WRITTEN TASK
Please return the forum thread on the RX7620 shuttle shift below in full, word for word.

TEXT TO READ

::::::

# Shuttle Shift problems RX7620



## Aus Jeff (Oct 17, 2019)

Hi, 
I have been handed a Kioti RX7620 that a bloke next door owns with "See if you can fix this" attached. Seems to loose drive power in forward on the shuttle. on investigation yesterday I found that there is only 10.2volts at both solenoids. Just wondering is this what it is supposed to be there or should it be the full 12volts. Have put new shuttle shift handle in with no results. Any pointers would be much appreciated. Cheers.


----------



## marc_hanna (Apr 10, 2017)

10.2v is pretty low. You should actually have 13.8 if everything is working at optimum. Which solenoids are you taking about?


----------



## marc_hanna (Apr 10, 2017)

Just looked it up. It’s a power shuttle, so you’re obviously speaking about the shuttle solenoids.


----------



## Jack in Australia (Jan 5, 2022)

marc_hanna said:


> Just looked it up. It’s a power shuttle, so you’re obviously speaking about the shuttle solenoids.


I have a RX7620 and I think that an adjustment is needed. The clutch take-up is too sharp, and the interval when moving from one direction to the other is much too long. Previously a mechanic has made the adjustments using the dials near the rh mudguard. Please could you tell me how to adjust. As well please, could you tell me the name of a reliable site from which I can download a manual.

::::::

GIVEN DATA
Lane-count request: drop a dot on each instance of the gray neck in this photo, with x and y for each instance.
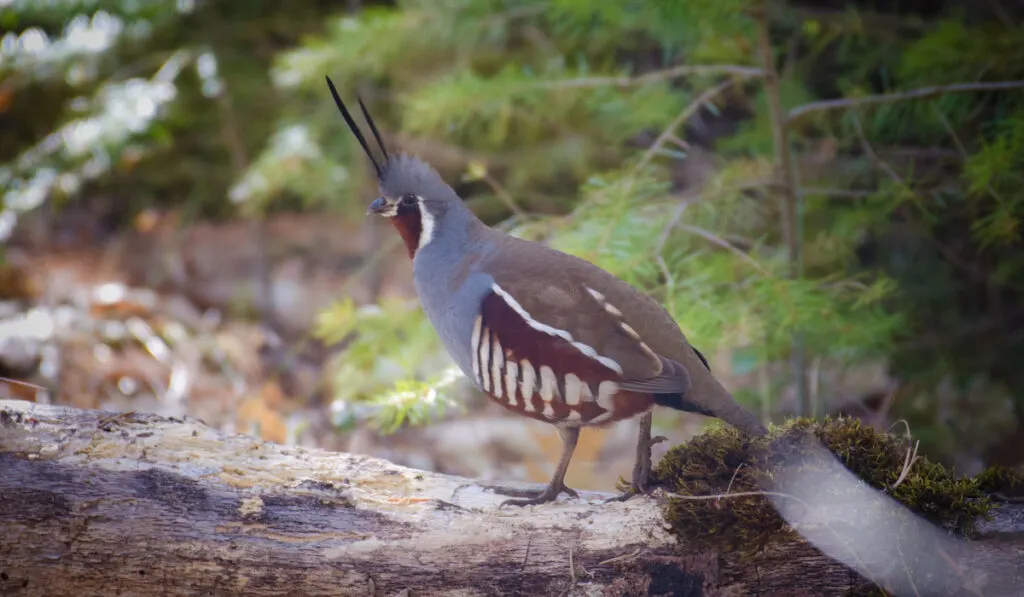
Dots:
(455, 229)
(449, 285)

::::::

RESULT OF THIS TASK
# Shuttle Shift problems RX7620



## Aus Jeff (Oct 17, 2019)

Hi, 
I have been handed a Kioti RX7620 that a bloke next door owns with "See if you can fix this" attached. Seems to loose drive power in forward on the shuttle. on investigation yesterday I found that there is only 10.2volts at both solenoids. Just wondering is this what it is supposed to be there or should it be the full 12volts. Have put new shuttle shift handle in with no results. Any pointers would be much appreciated. Cheers.


----------



## marc_hanna (Apr 10, 2017)

10.2v is pretty low. You should actually have 13.8 if everything is working at optimum. Which solenoids are you taking about?


----------



## marc_hanna (Apr 10, 2017)

Just looked it up. It’s a power shuttle, so you’re obviously speaking about the shuttle solenoids.


----------



## Jack in Australia (Jan 5, 2022)

marc_hanna said:


> Just looked it up. It’s a power shuttle, so you’re obviously speaking about the shuttle solenoids.


I have a RX7620 and I think that an adjustment is needed. The clutch take-up is too sharp, and the interval when moving from one direction to the other is much too long. Previously a mechanic has made the adjustments using the dials near the rh mudguard. Please could you tell me how to adjust. As well please, could you tell me the name of a reliable site from which I can download a manual.